Study text Start Marker

Under the portion of the report entitled "Recommendations" Dr. Lontz included a list of 12 suggestions, including the following:

2) Cognitive behavioral therapy to address mood instability that results from ongoing residuals due to what is purported to be moderate traumatic brain injury.
3) Psychiatric consult to determine ongoing candidacy for mood stabilizing medication that can address the symptoms outlined in this report.
a. As part of that consult, the examinee may also want to consider a stimulant medication that allows for better attention and concentration.
. . . .
9) Should the examinee elect a return to work in a capacity (which would be relatively reduced compared to his former functioning), frequent breaks of short duration are recommended (e.g., 15 minute breaks every 60-90 minutes during the workday).
. . . .
11) Occupational and speech therapies are recommended so as to assess functional limitations, and to develop and implement compensatory strategies (e.g., daily planner, schedule) that will assist the examinee toward improved self-management skills.
AR 370.

The ALJ stated that Dr. Lontz's opinion "supports limiting the claimant to simple routine work and reducing stress by limiting social interaction," and the ALJ afforded that opinion significant weight. AR 29. The ALJ also found, however, that the "duration of breaks opined by Dr. Lontz is not supported by the medical evidence of record. Although the claimant may need breaks, the evidence regarding the frequency of seizures and cognitive functioning supports no more than brief breaks. As such, this portion of Dr. Lontz's opinion is given lesser weight." AR 29.

Study text End Marker

Activity:
In the excerpt on Dr. Lontz's recommendations, what break schedule is given as an example for a return to work?

Dataset entries Start Marker

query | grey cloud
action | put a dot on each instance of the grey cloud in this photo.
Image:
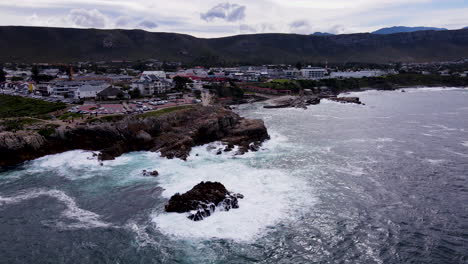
(260, 28)
(300, 26)
(337, 29)
(247, 29)
(123, 21)
(225, 11)
(87, 18)
(147, 24)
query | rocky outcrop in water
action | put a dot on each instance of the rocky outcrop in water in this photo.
(173, 134)
(203, 200)
(349, 100)
(296, 102)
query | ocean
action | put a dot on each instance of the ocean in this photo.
(384, 182)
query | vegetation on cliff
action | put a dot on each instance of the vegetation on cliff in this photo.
(381, 83)
(16, 106)
(173, 134)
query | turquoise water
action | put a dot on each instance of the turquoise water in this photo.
(380, 183)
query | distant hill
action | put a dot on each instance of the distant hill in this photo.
(322, 34)
(41, 44)
(393, 30)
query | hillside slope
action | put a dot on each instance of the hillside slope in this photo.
(38, 44)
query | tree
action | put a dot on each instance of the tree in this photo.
(181, 83)
(135, 93)
(2, 75)
(299, 65)
(35, 73)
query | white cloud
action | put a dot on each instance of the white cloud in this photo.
(301, 27)
(147, 24)
(225, 11)
(87, 18)
(216, 18)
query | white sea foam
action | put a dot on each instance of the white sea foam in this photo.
(434, 89)
(82, 219)
(271, 196)
(71, 164)
(435, 161)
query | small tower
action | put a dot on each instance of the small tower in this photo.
(70, 73)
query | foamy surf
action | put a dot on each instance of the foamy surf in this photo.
(81, 219)
(71, 164)
(271, 196)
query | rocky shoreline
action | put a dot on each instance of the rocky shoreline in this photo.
(173, 134)
(305, 100)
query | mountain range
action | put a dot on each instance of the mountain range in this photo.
(393, 30)
(57, 45)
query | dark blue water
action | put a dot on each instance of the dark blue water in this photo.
(382, 183)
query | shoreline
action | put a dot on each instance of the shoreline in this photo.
(173, 134)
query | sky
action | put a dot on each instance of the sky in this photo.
(219, 18)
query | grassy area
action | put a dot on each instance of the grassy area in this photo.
(164, 111)
(16, 106)
(17, 123)
(109, 118)
(68, 116)
(48, 130)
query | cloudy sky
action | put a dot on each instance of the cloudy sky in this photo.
(218, 18)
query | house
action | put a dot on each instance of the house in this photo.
(313, 73)
(151, 84)
(159, 74)
(87, 91)
(68, 88)
(359, 74)
(45, 88)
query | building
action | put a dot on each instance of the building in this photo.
(68, 88)
(360, 74)
(87, 92)
(112, 93)
(159, 74)
(313, 73)
(151, 85)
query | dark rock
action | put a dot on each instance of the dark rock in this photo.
(351, 100)
(203, 200)
(150, 173)
(172, 134)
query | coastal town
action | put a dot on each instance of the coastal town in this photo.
(120, 87)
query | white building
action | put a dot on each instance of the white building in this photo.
(359, 74)
(87, 91)
(313, 73)
(152, 85)
(159, 74)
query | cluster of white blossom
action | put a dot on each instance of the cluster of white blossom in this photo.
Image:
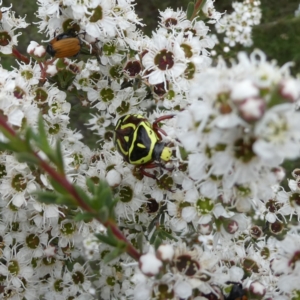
(215, 213)
(237, 26)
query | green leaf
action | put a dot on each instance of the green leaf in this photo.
(27, 157)
(103, 214)
(83, 195)
(59, 158)
(114, 254)
(165, 235)
(91, 185)
(84, 216)
(46, 197)
(153, 237)
(58, 187)
(140, 241)
(41, 139)
(157, 242)
(107, 239)
(7, 147)
(66, 200)
(190, 10)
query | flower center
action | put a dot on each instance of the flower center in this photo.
(164, 60)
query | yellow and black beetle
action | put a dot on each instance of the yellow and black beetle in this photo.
(66, 44)
(140, 143)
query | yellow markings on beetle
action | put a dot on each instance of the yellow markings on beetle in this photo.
(153, 139)
(141, 145)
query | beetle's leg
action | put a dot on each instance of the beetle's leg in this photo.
(157, 129)
(145, 173)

Dataset entries End Marker

Answer space:
15-minute breaks every 60-90 minutes during the workday.